» **Records for the exercise**:
BEGIN

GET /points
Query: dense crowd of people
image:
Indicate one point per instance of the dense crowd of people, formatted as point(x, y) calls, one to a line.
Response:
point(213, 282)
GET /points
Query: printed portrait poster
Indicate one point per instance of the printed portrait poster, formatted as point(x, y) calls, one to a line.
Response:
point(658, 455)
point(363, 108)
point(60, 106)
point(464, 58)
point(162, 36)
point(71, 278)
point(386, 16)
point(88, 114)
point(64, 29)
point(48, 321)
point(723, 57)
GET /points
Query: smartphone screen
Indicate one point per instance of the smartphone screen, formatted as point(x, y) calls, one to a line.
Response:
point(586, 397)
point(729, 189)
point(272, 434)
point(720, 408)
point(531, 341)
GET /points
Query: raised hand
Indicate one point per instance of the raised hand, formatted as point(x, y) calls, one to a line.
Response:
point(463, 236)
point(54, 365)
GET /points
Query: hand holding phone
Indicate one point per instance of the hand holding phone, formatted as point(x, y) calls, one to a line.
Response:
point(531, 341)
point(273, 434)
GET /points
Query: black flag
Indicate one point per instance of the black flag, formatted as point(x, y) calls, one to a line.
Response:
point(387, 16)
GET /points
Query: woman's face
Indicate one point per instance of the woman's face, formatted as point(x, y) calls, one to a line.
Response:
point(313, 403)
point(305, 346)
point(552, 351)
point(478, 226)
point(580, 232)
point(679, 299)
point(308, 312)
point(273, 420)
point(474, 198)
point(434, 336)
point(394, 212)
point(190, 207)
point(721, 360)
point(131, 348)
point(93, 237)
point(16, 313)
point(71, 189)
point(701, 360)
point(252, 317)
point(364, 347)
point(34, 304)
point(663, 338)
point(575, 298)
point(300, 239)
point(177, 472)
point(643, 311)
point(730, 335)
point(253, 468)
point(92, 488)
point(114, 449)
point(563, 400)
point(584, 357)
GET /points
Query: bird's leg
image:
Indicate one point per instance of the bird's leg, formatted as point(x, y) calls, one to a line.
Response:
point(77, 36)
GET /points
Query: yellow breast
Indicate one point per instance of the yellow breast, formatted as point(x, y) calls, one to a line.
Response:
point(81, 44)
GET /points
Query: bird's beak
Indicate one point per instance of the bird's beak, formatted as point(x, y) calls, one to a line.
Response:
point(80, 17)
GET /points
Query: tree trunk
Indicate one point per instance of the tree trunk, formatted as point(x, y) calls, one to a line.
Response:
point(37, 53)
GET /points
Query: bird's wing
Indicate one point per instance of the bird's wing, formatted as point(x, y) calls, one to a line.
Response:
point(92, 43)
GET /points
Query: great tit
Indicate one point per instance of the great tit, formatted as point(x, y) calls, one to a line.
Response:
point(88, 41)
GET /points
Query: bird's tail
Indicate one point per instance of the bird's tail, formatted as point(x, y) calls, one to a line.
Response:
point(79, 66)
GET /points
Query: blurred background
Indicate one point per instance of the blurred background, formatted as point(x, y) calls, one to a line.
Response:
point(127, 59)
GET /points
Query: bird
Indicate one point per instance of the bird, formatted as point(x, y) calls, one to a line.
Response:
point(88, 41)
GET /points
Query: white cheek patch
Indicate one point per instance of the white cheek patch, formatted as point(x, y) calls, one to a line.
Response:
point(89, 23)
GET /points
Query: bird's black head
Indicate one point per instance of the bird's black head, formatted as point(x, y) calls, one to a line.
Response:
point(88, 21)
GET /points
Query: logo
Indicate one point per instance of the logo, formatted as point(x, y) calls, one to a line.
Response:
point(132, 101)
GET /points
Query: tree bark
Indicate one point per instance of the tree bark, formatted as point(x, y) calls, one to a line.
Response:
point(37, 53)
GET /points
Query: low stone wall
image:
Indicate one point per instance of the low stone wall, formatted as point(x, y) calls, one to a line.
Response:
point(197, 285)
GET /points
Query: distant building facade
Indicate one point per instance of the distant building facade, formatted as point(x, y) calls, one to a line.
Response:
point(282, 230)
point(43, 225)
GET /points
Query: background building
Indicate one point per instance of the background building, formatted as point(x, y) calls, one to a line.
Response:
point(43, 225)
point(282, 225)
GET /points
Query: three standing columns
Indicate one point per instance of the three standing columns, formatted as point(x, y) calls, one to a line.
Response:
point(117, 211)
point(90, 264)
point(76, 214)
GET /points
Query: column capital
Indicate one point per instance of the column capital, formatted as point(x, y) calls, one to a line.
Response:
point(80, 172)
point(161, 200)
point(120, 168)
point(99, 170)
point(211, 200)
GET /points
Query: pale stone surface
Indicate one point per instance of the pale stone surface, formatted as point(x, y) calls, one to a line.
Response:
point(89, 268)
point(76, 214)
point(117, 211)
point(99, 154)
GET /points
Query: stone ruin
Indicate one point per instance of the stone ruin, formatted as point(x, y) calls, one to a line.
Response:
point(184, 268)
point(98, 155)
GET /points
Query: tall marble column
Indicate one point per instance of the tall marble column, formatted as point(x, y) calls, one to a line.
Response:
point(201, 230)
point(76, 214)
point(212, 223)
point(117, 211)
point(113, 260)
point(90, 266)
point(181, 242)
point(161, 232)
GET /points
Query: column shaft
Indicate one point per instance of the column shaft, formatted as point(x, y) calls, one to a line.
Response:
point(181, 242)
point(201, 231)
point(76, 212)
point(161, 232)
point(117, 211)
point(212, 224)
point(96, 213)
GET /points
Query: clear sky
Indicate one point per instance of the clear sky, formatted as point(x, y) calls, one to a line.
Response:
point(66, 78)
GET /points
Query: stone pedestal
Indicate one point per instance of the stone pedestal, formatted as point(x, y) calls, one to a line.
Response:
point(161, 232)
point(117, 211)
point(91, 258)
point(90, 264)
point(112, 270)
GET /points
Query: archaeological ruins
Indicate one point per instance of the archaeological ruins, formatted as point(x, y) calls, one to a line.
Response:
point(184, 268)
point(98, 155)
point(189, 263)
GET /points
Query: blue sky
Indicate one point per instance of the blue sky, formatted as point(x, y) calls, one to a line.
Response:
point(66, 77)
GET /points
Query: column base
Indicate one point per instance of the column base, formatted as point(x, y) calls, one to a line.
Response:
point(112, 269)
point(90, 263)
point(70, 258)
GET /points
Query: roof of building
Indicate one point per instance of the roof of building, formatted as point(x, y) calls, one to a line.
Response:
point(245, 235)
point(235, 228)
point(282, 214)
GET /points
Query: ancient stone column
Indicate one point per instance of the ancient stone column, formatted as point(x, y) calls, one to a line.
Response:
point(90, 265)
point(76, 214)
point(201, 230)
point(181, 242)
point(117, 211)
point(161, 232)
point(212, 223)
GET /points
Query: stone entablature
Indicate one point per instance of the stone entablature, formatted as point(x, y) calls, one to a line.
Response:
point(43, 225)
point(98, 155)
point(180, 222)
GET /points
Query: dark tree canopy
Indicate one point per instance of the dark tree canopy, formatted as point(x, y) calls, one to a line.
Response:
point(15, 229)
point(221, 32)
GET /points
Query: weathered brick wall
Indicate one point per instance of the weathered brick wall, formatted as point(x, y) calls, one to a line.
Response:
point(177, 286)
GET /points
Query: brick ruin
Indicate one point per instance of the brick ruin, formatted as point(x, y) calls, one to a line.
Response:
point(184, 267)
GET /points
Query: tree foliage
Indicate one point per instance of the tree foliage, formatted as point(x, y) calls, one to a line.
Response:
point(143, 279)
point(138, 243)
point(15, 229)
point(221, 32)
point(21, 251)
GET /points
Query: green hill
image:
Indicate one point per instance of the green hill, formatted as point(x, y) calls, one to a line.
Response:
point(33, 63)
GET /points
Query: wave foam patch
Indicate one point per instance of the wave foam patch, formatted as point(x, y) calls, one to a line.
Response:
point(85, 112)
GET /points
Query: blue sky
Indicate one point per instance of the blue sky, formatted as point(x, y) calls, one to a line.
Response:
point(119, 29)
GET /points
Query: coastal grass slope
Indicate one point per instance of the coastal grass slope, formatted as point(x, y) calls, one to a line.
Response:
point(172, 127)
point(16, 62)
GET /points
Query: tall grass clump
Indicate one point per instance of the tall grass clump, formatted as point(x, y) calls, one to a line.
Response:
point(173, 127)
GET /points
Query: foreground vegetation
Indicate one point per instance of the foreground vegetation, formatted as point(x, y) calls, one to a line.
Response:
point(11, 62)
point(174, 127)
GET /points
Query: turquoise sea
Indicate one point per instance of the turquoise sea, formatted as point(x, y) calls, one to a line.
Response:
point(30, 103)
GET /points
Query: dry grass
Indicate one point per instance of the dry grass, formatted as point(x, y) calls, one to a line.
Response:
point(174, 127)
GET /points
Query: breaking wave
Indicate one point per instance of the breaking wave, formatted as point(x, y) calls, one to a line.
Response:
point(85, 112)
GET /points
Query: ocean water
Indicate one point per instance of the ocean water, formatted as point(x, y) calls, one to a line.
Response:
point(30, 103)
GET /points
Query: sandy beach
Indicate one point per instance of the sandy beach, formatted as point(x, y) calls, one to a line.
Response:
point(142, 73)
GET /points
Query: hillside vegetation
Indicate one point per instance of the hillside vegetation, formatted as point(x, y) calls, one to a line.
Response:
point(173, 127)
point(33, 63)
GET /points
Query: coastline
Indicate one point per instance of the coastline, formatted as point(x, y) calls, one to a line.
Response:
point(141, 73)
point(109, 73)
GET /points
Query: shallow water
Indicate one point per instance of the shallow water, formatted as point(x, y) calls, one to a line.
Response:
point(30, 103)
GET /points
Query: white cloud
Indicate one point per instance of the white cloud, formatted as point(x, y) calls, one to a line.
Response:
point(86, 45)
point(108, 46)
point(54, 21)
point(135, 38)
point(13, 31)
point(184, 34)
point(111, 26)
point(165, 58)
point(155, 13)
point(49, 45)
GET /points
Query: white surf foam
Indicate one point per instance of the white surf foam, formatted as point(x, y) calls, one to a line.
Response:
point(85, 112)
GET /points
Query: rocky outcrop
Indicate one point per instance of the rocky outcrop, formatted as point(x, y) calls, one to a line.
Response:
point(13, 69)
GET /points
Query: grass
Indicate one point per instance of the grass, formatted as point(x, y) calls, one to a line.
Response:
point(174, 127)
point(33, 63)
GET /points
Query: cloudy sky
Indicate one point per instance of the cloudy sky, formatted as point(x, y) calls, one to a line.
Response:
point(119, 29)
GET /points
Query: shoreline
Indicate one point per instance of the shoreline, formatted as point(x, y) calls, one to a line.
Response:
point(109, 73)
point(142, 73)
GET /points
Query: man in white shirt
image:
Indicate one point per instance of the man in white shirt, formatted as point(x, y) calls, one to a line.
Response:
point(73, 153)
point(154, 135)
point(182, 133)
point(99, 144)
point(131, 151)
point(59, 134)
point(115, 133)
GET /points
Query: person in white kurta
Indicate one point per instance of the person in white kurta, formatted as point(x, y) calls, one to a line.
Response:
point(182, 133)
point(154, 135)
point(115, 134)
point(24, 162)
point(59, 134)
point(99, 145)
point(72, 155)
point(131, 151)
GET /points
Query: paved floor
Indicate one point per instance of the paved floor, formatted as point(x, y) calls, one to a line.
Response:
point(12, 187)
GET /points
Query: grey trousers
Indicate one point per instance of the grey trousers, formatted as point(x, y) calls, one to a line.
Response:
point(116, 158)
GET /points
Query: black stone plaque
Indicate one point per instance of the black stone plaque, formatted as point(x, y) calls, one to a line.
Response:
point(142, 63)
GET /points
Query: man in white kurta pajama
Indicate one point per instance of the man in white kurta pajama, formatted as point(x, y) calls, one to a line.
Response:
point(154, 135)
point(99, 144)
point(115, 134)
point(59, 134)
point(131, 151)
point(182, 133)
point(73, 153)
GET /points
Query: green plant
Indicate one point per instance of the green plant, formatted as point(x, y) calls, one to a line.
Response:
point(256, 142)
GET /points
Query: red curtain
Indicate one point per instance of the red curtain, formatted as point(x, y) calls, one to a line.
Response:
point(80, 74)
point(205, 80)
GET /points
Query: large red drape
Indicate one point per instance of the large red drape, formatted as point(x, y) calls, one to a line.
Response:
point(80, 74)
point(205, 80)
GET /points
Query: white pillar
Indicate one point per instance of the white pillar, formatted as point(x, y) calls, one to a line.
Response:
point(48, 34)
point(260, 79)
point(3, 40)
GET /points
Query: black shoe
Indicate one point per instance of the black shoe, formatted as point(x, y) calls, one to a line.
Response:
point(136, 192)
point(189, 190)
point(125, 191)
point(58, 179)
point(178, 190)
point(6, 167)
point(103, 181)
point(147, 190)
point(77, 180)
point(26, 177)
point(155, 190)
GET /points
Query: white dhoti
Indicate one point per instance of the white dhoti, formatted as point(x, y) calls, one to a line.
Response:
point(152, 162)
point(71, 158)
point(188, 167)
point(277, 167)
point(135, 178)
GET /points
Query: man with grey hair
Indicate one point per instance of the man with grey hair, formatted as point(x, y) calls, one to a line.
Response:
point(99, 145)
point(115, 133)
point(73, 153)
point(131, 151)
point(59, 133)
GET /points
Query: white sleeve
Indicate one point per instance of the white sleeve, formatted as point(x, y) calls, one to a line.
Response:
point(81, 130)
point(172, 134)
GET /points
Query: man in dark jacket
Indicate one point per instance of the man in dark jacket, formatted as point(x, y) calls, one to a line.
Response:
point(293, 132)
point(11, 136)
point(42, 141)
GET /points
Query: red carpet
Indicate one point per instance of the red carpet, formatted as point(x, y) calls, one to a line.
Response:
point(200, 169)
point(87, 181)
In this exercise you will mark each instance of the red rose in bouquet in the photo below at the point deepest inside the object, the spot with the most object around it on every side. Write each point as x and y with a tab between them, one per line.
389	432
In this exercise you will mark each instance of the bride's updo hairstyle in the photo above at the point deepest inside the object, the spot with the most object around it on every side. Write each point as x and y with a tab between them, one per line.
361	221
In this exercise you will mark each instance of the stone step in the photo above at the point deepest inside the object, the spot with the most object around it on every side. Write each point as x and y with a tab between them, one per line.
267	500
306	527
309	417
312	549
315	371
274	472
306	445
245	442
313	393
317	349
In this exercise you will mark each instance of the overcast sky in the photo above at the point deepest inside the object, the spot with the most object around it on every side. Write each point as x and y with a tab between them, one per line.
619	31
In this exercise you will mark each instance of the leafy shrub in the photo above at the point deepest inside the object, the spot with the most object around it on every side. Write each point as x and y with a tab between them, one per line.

END

Repeat, character for character, the lines from the one that holds "In this exercise you will mark each instance of the stone" to the final line of the material, inclusive, and no other lines.

In this exercise you will mark each instance of the stone step in the photo above at the point deepest inside the object, the spot with the most object around it on every side. Write each point as x and y with a tab between them, one per line.
267	500
306	527
309	417
312	549
315	371
274	472
306	445
245	442
313	393
317	349
In this exercise you will mark each instance of the overcast sky in the photo above at the point deepest inside the object, the spot with the most object around it on every side. Write each point as x and y with a tab between them, one per line.
619	31
In this exercise you will mark each instance of the leafy shrub in the photo above at the point deepest inside the object, the spot with the most object around it on every side. Write each point as x and y with a tab between them, one per line.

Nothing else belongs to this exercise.